THE EXERCISE: Reproduce every line of the material below word for word, and leave out the pictures.

EXCERPTED RECORDS:
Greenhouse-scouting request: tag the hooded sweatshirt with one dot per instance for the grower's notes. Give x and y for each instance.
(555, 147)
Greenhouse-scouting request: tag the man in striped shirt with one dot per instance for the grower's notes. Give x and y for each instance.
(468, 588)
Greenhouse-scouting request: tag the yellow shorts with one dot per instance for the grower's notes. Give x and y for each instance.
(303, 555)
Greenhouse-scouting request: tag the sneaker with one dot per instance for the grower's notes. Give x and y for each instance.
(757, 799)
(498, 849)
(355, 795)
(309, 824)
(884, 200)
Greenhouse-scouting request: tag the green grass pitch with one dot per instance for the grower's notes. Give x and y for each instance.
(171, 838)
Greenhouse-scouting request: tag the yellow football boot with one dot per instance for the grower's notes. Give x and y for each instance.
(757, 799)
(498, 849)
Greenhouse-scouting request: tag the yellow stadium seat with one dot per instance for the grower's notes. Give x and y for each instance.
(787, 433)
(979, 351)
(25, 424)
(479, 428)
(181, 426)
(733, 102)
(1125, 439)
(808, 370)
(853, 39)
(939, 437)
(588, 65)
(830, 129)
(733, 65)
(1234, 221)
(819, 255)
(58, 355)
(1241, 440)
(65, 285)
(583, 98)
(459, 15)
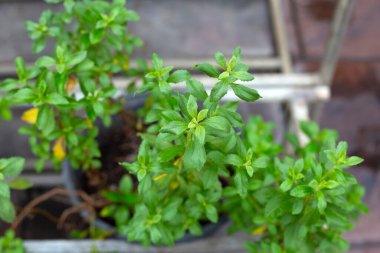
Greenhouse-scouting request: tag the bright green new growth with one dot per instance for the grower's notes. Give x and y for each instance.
(10, 169)
(198, 160)
(91, 44)
(10, 244)
(182, 154)
(302, 202)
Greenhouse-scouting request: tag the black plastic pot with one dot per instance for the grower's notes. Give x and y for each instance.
(73, 181)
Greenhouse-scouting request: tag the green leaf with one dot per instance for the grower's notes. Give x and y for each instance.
(195, 155)
(24, 95)
(245, 93)
(141, 174)
(45, 61)
(301, 191)
(243, 76)
(20, 67)
(158, 63)
(261, 162)
(234, 160)
(96, 35)
(218, 91)
(196, 89)
(46, 120)
(12, 167)
(297, 206)
(179, 76)
(126, 184)
(7, 211)
(208, 69)
(212, 213)
(56, 99)
(354, 160)
(175, 127)
(221, 59)
(217, 122)
(77, 58)
(192, 106)
(20, 184)
(241, 182)
(132, 15)
(4, 190)
(249, 169)
(329, 184)
(200, 134)
(286, 185)
(310, 128)
(170, 153)
(277, 205)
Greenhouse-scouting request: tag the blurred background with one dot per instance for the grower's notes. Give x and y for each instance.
(183, 30)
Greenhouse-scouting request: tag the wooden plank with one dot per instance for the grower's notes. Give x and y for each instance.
(279, 32)
(223, 244)
(256, 63)
(272, 87)
(338, 28)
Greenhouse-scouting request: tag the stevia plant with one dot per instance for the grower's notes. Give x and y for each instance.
(69, 90)
(10, 169)
(302, 202)
(198, 160)
(181, 165)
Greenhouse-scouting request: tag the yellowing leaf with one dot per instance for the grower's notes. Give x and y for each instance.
(70, 85)
(174, 185)
(125, 65)
(30, 116)
(259, 230)
(160, 177)
(89, 123)
(59, 149)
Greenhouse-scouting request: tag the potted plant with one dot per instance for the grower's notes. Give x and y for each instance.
(197, 160)
(10, 169)
(69, 90)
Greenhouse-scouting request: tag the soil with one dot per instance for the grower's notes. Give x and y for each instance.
(119, 143)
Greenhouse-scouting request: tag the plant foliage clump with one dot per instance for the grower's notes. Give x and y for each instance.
(91, 44)
(198, 160)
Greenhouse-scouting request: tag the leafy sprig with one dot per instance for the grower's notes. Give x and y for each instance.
(69, 90)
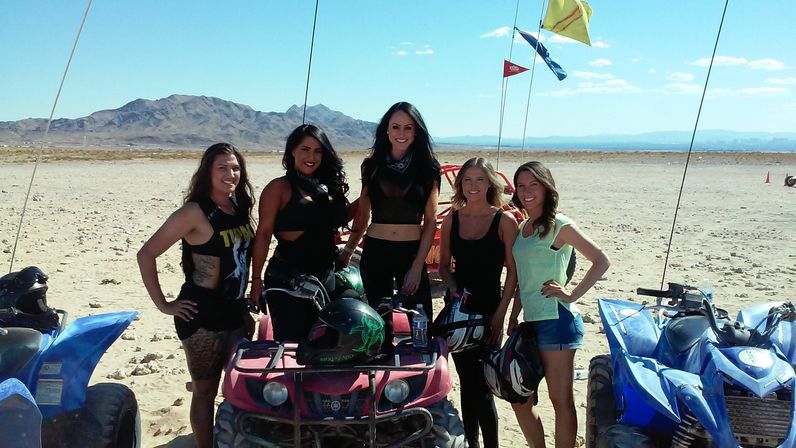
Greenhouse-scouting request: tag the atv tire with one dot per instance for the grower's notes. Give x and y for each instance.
(447, 430)
(623, 436)
(600, 402)
(113, 410)
(225, 435)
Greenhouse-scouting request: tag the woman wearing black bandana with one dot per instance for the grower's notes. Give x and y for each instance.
(303, 210)
(400, 187)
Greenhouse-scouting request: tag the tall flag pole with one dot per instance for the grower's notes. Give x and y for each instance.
(309, 64)
(504, 85)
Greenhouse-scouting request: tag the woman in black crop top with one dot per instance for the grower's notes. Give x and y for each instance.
(400, 187)
(479, 236)
(303, 210)
(210, 313)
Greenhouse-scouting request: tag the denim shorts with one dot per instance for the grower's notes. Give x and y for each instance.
(564, 333)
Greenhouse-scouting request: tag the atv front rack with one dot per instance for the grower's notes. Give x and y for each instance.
(276, 352)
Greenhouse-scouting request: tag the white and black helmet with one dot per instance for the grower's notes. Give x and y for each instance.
(513, 373)
(462, 329)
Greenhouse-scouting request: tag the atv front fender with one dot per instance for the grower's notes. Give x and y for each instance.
(67, 365)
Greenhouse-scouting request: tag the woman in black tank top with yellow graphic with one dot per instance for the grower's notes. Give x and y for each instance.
(210, 313)
(479, 237)
(303, 210)
(400, 187)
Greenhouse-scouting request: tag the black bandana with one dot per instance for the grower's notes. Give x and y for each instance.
(399, 165)
(312, 186)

EXPECTED OUTPUT:
Greenhouse-scouting request: tag the hooded sweatshirt with one dot per instance for the grower's notes. Give x and y for each instance.
(555, 147)
Greenhouse-scouting request: tag the man in striped shirt with one dot per instance for the grower's notes. Give x and y for each instance.
(468, 588)
Greenhouse-scouting request: tag the yellow shorts with one dot per instance for the grower's notes. Give x and y for each instance.
(303, 555)
Greenhouse-scouting request: tag the sneaker with one dot per instance for the grower's notes. Give x and y for each instance.
(757, 799)
(498, 849)
(355, 795)
(309, 824)
(884, 200)
Greenhouse-scouting request: tag the green grass pitch with one dot per instance for the grower's notes. Give x and y for each instance.
(171, 838)
Greenhouse-scouting request: tag the yellow football boot with one dot per instance for the grower's notes. Give x and y for each instance.
(757, 799)
(498, 849)
Greenhouse-scouting request: tag the yellow stadium seat with one dot per instance for the grower's notes. Give x and y for each instance.
(787, 433)
(979, 351)
(25, 424)
(479, 428)
(181, 426)
(733, 102)
(1125, 439)
(808, 370)
(853, 39)
(939, 437)
(588, 65)
(830, 129)
(733, 65)
(1234, 221)
(819, 255)
(58, 355)
(1241, 440)
(65, 285)
(583, 98)
(459, 15)
Greenhouse-scouting request: tag the bright green new growth with one dot per instance for the grower's notes. Give x and y for each instance.
(10, 169)
(198, 160)
(91, 44)
(10, 244)
(182, 154)
(302, 202)
Greenhouse-scouting request: tag the black plastic pot with one dot per instance for the grower's notes. Give x and y for each instance.
(73, 181)
Greenhouse-scouting request: tag the green leaf with one dot per instance for the grower's notes. Give x and y for each instance.
(195, 155)
(24, 95)
(245, 93)
(141, 174)
(45, 61)
(301, 191)
(243, 76)
(20, 67)
(158, 63)
(261, 162)
(234, 160)
(96, 35)
(218, 91)
(196, 89)
(46, 120)
(12, 167)
(297, 206)
(179, 76)
(126, 184)
(7, 211)
(208, 69)
(212, 213)
(56, 99)
(354, 160)
(175, 127)
(221, 59)
(217, 122)
(77, 58)
(192, 106)
(20, 184)
(241, 182)
(132, 15)
(4, 190)
(249, 169)
(329, 184)
(200, 134)
(286, 185)
(310, 128)
(170, 153)
(277, 205)
Greenhouse-scouting request: tag the blurred background with one dot per instance for the grower's notes. Give x and y for each instance.
(183, 30)
Greenhouse-scouting request: tag the wooden plank with one dot per instance for the grower's notes. Give x and y for each instance.
(279, 32)
(223, 244)
(256, 63)
(272, 87)
(338, 28)
Greenhouse-scouting request: tag the stevia plant with one dot per instance for the grower's notes. Give x and y for each instance.
(69, 90)
(10, 169)
(302, 202)
(198, 160)
(181, 165)
Greenhouse-scouting request: tag the yellowing leaf with one dot per instance for the grower's notes. Give x and y for each instance.
(70, 85)
(174, 185)
(125, 65)
(30, 116)
(259, 230)
(160, 177)
(89, 123)
(59, 149)
Greenhouse-scouting request: tag the potted plant with one dot per instance for the grower's notes. Give x and y for each instance.
(197, 160)
(10, 169)
(69, 90)
Greenhouse-scouting request: tag the soil with one dot per instance for the grower's notes. Give x and y for each instance.
(119, 143)
Greenhouse-scouting request: tag the plant foliage clump with one dot per instance for the grower's notes. Give x and y for each instance.
(91, 44)
(198, 160)
Greenhouse-scouting request: tag the leafy sprig with one dot per instance for the grower's notes. Give x and y for each instance.
(69, 90)
Greenhouse-scouting request: tag the atv tire with one dot per instance for the grower's notes. Give x and y for each instance.
(447, 430)
(623, 436)
(600, 402)
(113, 410)
(225, 435)
Greenhouse-scouting request: tag the woman wearing black bandana with one dot per instance for the grower's notes. Give x and y for each instance.
(303, 210)
(400, 187)
Greenhouse-scouting request: tag the tall flag pole with one dot per instance for the grower's notes. Give x and y for each instance.
(309, 64)
(504, 85)
Greenhouse-scouting request: tag the woman in black crop top with one dot per instance for the grower's notes. Give x and y for each instance.
(400, 187)
(479, 236)
(303, 210)
(210, 313)
Greenhouse-scouting request: tag the denim shorts with one dot per instance for the grower's notes. Give x and y for each instance.
(564, 333)
Greenhouse-scouting request: tag the atv front rack with one dot per instance for the grower's notes. Give x and y for each instance.
(276, 352)
Greenhouse-scouting request: tag the white and black helmet with one dot per instance for the grower's notes. Give x and y for each instance.
(513, 373)
(462, 329)
Greenhouse-scouting request: tag the atv front fender with one dot per instance for the grower's notes. Give x and y for each instance.
(67, 365)
Greenhouse-scouting request: tag the woman in black tank top with yellow graphic with one dot per instance for the grower's notes. Give x and y for each instance.
(210, 313)
(479, 237)
(303, 210)
(400, 187)
Greenhouse-scouting request: tag the black bandana with one dot per instance for the grower's notes. Give x and y for each instance.
(399, 165)
(312, 186)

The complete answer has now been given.